> [ЗАДАНИЕ]
Что, согласно фрагменту документа, дом должен делать с пространством вокруг себя?

> [ФРАГМЕНТ ДОКУМЕНТА]

▼

Мне кажется в такого рода городках (Гатчина) связь с землёй должна быть более очевидной. Они, не ощущая бытия, пытаются его оформить – это абсурд. Оформляя непрочувствованное, они плодят безликих. Всё, что изменяет движение – разделяет. Движение – это объединение и одновременно разделение, причем перемена характера движения порождает новую форму. Каждой форме движения соответствует пространство.
И если жильё – это спрессованное пространство – то теперь понятно почему? Потому, что форма движения – жизни здесь особая.
Коридор сразу получает своё место в жизни и своё право на это место. Коридор разъединяет. Движение обусловлено и задается духом. Дух задаёт пространство. Дух включает в себя всё и движение. Пространства, изменяясь, регулируют движение. Теперь можно сказать – пространство и движение в нём суть взаимосвязаны. Не только дух определяет пространство, но и пространство духовно.
Человек никогда не сядет в поле на стуле, и в чистом поле никогда не остановится. Человек может сесть только в комнате. Так что, наверное, надо стараться делать комнаты у домов, то есть такие пространства, в которых человек сможет осваивать землю (осваивать – делать своей – реальной), значит ощущать её и осознавать, включать её в мое.
Человек оформляет мысли в языке. Дух оформляет движение пространством. Человек присоединяется к языку народа своего, пытаясь выразить чувства (личные конкретные) средствами абстрактного (всеобщего). Дух, оформляя движение пространством, выявляет каждое движение через особенности пространства. Движение может быть только в пространстве.
Делая подземный переход, не заглублять его, а, насыпая дорогу устроить наклонную площадь.
Дом должен очеловечивать пространство вокруг. Структурная иерархия, и только она образует «качество» – единство.
Надо осознать, что целое никогда не получится из суммы частей.

▲

> [Записи из набора данных для разметки]
▼

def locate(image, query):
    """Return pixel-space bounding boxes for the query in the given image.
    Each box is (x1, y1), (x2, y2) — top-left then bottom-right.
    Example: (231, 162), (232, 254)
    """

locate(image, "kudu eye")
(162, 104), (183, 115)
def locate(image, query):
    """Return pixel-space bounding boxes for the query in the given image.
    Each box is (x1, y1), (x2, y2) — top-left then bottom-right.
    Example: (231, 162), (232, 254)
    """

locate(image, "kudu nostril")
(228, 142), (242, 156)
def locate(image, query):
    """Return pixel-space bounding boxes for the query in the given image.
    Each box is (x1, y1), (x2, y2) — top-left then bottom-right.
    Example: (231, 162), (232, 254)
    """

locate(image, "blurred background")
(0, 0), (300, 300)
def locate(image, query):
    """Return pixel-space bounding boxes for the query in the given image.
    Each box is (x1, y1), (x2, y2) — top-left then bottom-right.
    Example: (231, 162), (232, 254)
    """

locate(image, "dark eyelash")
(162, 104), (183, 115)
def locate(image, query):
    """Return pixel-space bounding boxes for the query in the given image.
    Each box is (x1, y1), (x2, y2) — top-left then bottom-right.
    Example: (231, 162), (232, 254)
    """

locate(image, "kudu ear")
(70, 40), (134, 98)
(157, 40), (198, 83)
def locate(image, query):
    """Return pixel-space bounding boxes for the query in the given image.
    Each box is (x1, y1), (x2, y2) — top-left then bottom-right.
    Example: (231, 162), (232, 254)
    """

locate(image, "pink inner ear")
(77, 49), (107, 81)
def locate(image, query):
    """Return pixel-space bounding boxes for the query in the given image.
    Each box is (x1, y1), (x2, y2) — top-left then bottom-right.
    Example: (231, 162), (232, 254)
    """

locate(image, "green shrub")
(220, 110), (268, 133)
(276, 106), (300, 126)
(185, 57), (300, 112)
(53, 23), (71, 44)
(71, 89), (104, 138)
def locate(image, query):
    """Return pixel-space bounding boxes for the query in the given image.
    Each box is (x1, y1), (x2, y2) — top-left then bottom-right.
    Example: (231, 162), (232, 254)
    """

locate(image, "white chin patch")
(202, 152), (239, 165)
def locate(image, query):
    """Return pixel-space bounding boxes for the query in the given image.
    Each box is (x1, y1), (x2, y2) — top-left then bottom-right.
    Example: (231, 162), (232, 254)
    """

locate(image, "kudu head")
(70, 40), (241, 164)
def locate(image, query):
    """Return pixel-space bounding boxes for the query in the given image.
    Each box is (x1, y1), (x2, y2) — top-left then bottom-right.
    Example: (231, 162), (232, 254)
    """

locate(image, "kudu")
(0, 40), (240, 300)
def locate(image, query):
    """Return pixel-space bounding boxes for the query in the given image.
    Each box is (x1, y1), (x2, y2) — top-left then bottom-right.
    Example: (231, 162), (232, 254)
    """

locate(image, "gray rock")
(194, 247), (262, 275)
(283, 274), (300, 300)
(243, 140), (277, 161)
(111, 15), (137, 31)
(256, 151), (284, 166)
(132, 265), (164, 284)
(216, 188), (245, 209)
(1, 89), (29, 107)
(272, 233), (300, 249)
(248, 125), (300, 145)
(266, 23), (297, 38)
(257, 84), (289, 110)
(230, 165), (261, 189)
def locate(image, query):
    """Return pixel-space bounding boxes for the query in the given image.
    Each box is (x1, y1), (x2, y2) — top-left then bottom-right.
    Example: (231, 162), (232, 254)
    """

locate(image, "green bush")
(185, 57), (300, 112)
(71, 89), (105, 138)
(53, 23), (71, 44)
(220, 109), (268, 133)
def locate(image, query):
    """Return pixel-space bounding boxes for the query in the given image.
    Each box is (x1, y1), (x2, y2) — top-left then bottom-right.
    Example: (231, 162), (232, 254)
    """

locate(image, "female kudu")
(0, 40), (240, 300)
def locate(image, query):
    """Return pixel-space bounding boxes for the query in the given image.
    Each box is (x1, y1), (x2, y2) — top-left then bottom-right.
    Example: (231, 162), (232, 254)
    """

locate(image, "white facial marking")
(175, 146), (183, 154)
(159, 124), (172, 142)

▲

> [ОТВЕТ]
Дом должен очеловечивать пространство вокруг.